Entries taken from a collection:
○ ○ ○ ○ ○

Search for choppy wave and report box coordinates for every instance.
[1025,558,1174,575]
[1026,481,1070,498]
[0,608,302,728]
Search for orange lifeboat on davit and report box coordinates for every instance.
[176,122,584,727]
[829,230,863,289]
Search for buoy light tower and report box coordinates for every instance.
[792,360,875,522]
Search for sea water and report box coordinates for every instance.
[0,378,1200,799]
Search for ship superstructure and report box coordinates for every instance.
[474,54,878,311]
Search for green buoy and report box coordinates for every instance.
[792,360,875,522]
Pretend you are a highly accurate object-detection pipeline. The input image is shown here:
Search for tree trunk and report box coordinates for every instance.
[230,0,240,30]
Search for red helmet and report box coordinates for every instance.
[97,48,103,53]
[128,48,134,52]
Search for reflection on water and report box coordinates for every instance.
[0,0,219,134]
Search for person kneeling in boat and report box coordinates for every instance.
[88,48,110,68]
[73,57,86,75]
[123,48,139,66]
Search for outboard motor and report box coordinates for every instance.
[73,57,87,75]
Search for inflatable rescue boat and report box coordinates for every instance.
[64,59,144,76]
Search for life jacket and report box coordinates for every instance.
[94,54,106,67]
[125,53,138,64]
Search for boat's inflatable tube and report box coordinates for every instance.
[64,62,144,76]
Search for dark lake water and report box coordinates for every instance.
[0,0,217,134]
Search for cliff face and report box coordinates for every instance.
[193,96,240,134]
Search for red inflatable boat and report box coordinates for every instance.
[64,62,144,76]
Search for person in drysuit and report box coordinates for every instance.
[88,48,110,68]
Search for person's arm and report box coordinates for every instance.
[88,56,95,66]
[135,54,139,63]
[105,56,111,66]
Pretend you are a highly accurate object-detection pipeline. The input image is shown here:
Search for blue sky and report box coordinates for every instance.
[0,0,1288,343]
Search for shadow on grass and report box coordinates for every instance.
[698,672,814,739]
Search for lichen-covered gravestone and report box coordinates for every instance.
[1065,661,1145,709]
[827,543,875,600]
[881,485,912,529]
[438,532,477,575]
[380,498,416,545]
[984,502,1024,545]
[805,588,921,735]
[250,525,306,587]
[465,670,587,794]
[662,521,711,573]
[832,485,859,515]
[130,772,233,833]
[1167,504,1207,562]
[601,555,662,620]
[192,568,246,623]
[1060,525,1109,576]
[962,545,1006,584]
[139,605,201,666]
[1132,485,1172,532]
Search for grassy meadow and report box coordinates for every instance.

○ ○ ○ ○ ○

■ REQUIRED WORK: Rewrite the records from the line containing "Search for sea" through the line containing "[125,53,138,64]", inclusive, changing "report" to "return" and leaving everything else as it is.

■ RESULT FOR THIS EXERCISE:
Search for sea water and return box coordinates for every instance.
[0,378,1200,799]
Search for ship superstructure and return box coordinates for every instance.
[474,54,878,311]
Search for green buoy and return box coordinates for every instance.
[792,360,875,522]
Pretend you are a highly accurate object-detection pipeline. The input image is shown here:
Search for tree trunk and return box coordinates for every instance.
[230,0,240,30]
Search for red helmet and return box coordinates for every instance.
[97,48,103,53]
[128,48,134,52]
Search for reflection on water and return box coordinates for every instance.
[0,0,219,134]
Search for person kneeling in boat and return box coordinates for every instance.
[88,48,110,68]
[73,57,86,75]
[123,48,139,66]
Search for outboard motor and return box coordinates for every instance.
[73,57,87,75]
Search for inflatable rescue boat and return box coordinates for every instance.
[64,59,144,76]
Search for life jacket and return box coordinates for every instance.
[94,54,106,67]
[125,53,138,64]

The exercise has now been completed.